┏━━

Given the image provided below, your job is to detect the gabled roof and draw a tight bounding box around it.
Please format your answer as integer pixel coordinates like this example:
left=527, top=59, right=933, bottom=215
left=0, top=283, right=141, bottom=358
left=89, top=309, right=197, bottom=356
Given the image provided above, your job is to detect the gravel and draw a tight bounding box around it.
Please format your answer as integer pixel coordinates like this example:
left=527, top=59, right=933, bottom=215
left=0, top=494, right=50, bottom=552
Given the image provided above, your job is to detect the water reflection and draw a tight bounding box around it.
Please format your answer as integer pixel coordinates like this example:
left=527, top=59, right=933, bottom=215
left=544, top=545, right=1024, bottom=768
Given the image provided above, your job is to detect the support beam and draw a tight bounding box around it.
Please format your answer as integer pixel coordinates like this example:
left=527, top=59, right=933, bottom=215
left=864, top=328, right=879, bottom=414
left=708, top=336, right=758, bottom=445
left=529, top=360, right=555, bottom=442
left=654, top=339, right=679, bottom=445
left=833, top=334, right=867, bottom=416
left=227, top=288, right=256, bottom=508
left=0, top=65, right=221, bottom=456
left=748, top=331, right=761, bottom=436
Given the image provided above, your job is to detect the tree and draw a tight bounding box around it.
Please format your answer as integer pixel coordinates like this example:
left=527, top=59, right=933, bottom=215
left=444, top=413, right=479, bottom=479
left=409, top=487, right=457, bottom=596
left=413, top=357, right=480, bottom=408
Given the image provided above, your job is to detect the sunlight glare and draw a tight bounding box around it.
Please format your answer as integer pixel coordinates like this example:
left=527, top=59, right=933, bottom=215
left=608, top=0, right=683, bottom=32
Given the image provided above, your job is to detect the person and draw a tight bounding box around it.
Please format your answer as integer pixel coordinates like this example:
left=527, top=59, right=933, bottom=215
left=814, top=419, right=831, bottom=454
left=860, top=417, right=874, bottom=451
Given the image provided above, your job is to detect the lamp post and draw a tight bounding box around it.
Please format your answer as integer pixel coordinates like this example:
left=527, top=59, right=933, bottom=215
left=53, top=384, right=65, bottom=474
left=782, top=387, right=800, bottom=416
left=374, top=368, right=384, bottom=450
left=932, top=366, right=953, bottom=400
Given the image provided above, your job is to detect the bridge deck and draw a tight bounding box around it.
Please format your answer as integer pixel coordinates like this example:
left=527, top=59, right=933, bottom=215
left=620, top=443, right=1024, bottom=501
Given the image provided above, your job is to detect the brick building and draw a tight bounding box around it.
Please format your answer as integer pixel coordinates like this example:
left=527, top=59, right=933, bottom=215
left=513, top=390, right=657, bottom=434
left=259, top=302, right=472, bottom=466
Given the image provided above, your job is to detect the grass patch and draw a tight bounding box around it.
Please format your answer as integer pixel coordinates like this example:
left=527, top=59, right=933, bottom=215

┗━━

## THE EXERCISE
Rewrite all the items above with every "tight" swapped for "precise", leaving everything else unchanged.

## TASK OUTPUT
Given the image provided below, your job is to detect the gabled roof and draw a precise bounding box around it.
Please format your answer as integer pixel coordinates like this example:
left=527, top=59, right=933, bottom=215
left=0, top=283, right=141, bottom=358
left=89, top=309, right=197, bottom=356
Given the image provided above, your job is to detect the gravel and draw a precise bounding box around it.
Please format your answer as integer pixel coordinates like this example:
left=527, top=59, right=933, bottom=215
left=0, top=494, right=50, bottom=552
Given the image provided above, your job is to detect the water reflection and draw a precise bounding box around it.
Please format your answer as integer pixel coordinates like this example:
left=527, top=59, right=933, bottom=215
left=544, top=545, right=1024, bottom=768
Given the image provided above, your job is to detect the support beam and draw a precise bounding box around it.
Please format your answer as integer pixel coordinates like this example:
left=527, top=59, right=933, bottom=215
left=864, top=328, right=879, bottom=414
left=708, top=336, right=758, bottom=445
left=529, top=360, right=555, bottom=442
left=654, top=339, right=679, bottom=445
left=833, top=334, right=867, bottom=416
left=227, top=288, right=256, bottom=508
left=0, top=65, right=221, bottom=456
left=748, top=331, right=761, bottom=436
Given the image provided above, your job is to detect the tree and draw a precise bounding box around it.
Please format your answer as integer pixel coordinates like this example:
left=527, top=59, right=933, bottom=215
left=444, top=413, right=479, bottom=479
left=409, top=487, right=457, bottom=596
left=413, top=357, right=480, bottom=408
Given the image provided above, your job is to detect the sunlight glare and draw a precise bounding box around it.
Please format your answer as integer pixel coordinates like this example:
left=527, top=59, right=933, bottom=215
left=608, top=0, right=683, bottom=32
Given the image provided above, your job is to detect the person and draw a precise bounding box around it.
Please format your answer as integer pixel coordinates like this example:
left=527, top=59, right=933, bottom=215
left=814, top=419, right=831, bottom=454
left=860, top=417, right=874, bottom=451
Given the image provided above, your job is to detect the lamp post and draw a precise bounding box around it.
Please format your answer as integer pixel coordinates like this example:
left=527, top=59, right=933, bottom=215
left=53, top=384, right=65, bottom=474
left=782, top=387, right=800, bottom=416
left=374, top=368, right=384, bottom=450
left=932, top=366, right=953, bottom=400
Given the image provided above, your job is to detect the bridge deck and draw a precise bounding box around it.
Please format your answer as integer pixel coordinates like this example:
left=527, top=59, right=933, bottom=215
left=620, top=443, right=1024, bottom=501
Given the image provided above, your job is to detect the brick building and draw a precise bounding box around it.
Please format your answer as integer pixel coordinates like this example:
left=527, top=59, right=933, bottom=215
left=513, top=390, right=657, bottom=434
left=259, top=302, right=472, bottom=466
Given the image provided above, your job is to detect the grass patch and draw a precise bounding box around it.
Please format your answer as integer pixel coordinates like this example:
left=527, top=59, right=933, bottom=215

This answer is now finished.